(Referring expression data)
========
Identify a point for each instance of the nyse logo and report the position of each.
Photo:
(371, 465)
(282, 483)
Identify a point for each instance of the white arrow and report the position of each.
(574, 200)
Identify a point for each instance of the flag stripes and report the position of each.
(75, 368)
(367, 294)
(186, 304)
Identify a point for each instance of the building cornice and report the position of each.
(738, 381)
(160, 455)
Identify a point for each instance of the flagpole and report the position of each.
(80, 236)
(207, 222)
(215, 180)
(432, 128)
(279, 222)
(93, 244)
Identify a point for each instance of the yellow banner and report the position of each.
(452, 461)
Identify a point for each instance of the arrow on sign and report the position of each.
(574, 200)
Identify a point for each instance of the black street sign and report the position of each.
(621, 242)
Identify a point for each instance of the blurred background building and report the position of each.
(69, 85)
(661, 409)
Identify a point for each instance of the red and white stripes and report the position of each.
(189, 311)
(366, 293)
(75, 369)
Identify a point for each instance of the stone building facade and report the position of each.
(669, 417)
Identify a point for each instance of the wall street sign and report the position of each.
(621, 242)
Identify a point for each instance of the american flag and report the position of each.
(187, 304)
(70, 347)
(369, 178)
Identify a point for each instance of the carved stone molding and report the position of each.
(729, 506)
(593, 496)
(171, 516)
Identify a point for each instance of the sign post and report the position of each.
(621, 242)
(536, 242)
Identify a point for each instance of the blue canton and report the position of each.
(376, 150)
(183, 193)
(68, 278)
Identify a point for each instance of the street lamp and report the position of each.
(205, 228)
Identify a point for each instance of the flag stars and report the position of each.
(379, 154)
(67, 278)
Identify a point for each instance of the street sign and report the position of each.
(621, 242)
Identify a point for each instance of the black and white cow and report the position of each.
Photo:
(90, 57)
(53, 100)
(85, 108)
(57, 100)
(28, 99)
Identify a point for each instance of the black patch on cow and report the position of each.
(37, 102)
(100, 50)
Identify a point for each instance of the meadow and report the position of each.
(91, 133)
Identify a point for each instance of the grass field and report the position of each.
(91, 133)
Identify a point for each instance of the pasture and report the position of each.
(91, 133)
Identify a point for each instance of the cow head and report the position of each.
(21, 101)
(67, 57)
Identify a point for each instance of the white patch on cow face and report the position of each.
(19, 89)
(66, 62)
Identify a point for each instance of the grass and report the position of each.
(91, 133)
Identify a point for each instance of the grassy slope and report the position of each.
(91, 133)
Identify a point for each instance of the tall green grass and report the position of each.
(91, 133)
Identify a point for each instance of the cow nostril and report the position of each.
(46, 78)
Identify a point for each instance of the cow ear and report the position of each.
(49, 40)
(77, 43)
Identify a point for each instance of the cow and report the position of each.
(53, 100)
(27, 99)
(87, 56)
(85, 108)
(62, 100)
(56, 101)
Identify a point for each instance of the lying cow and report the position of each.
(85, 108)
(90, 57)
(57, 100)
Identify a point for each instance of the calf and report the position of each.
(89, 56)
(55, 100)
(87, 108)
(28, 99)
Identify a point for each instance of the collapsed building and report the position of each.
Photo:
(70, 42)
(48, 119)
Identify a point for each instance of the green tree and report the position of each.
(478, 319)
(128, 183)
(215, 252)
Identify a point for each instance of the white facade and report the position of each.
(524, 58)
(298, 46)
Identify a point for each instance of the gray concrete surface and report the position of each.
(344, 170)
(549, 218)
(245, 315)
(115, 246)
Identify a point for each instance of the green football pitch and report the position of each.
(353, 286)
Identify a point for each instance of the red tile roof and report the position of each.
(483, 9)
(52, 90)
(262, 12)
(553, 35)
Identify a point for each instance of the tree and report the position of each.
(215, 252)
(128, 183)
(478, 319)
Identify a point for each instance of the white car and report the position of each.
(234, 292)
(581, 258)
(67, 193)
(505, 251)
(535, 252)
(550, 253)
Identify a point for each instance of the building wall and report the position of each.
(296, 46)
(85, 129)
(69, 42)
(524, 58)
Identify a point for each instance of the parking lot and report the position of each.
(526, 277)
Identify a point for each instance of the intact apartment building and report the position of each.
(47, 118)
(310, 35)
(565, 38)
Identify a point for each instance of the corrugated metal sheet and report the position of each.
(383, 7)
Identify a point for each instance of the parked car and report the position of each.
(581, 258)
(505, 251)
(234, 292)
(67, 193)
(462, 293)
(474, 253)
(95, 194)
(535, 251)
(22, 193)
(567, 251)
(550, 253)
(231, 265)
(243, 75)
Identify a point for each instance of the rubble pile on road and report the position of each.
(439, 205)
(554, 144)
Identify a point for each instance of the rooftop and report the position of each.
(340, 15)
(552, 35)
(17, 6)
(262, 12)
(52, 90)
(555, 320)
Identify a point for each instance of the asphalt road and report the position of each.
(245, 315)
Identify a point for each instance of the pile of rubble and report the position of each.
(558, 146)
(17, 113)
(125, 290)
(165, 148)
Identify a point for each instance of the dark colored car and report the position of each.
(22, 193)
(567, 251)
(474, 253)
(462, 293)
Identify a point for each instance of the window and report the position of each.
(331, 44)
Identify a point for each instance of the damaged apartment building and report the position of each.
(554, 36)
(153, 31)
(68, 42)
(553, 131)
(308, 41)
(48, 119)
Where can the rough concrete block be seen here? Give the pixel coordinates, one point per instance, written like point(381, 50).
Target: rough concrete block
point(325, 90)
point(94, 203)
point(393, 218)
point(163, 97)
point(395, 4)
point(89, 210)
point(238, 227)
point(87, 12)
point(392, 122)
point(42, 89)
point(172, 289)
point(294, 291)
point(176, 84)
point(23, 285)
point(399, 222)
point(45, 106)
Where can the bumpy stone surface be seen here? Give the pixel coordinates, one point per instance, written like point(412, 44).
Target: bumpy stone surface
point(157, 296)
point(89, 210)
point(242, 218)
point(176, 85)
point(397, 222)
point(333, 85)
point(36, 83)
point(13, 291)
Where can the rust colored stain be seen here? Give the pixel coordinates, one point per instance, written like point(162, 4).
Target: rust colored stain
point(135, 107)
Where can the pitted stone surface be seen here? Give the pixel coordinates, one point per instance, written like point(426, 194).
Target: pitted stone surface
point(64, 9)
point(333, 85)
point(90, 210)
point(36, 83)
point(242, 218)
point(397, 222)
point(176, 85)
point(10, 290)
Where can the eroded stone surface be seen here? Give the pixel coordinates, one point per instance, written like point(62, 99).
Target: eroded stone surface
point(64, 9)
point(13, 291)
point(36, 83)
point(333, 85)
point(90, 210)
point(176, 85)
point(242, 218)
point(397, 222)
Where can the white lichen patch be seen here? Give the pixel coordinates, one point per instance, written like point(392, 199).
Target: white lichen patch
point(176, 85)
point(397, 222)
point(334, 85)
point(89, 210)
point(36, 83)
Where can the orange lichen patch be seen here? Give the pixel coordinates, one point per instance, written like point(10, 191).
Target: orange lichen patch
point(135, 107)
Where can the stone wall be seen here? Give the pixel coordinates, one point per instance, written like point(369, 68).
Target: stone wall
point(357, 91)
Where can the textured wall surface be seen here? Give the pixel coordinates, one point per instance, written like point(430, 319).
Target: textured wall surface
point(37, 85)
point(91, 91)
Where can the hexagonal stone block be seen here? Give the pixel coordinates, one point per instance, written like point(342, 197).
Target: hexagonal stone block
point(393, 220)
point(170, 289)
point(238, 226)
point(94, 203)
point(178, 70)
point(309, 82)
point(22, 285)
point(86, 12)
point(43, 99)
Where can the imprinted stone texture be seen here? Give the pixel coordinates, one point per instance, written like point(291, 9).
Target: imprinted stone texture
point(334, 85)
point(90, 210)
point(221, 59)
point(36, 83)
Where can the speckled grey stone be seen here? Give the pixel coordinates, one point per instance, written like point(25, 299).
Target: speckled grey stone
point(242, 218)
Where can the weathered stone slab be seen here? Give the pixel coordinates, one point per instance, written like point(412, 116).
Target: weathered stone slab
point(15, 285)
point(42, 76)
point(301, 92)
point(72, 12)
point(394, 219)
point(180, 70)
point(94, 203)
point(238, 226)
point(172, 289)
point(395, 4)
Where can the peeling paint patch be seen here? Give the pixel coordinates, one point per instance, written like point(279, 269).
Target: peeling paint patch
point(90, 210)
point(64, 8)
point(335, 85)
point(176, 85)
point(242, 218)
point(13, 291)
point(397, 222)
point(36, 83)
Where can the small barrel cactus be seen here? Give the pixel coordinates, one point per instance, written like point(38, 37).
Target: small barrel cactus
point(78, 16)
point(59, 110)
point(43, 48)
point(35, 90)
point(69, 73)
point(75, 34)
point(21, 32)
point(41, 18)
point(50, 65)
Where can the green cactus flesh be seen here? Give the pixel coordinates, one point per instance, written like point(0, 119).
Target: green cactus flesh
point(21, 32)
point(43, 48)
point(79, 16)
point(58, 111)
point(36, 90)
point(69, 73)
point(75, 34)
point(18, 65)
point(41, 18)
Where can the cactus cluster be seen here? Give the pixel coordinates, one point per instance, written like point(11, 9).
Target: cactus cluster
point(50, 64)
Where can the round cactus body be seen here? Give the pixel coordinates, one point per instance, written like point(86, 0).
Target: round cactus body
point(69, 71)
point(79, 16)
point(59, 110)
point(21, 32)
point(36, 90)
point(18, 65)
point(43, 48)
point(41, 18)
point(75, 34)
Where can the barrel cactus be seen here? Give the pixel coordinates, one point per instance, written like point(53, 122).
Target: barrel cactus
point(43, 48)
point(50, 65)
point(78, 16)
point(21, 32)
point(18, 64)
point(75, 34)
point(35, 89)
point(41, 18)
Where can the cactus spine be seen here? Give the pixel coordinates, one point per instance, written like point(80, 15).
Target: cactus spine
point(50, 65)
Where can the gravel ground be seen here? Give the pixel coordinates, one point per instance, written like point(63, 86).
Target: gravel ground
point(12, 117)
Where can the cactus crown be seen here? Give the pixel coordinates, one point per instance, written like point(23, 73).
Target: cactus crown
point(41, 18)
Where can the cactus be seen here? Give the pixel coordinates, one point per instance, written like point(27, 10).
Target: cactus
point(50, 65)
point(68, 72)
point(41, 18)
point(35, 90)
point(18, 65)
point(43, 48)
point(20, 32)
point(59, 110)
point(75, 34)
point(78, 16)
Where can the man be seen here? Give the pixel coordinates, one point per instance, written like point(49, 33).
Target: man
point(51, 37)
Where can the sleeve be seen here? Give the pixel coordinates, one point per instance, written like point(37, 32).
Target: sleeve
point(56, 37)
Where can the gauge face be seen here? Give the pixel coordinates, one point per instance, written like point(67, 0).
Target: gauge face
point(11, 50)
========
**BRIEF:** Only the line that contains "Where can the man" and the lines after it, through the end of the data above, are to be repeated exactly.

**COMPLETED TASK:**
Where can the man be seen here? Give the pixel coordinates, one point per instance, written like point(49, 33).
Target: man
point(51, 37)
Where can the sleeve be seen here? Give the pixel coordinates, one point per instance, written like point(37, 32).
Target: sleeve
point(56, 37)
Where can the gauge face be seen here? Give the pixel coordinates, one point per instance, written like point(67, 0).
Target: gauge face
point(11, 50)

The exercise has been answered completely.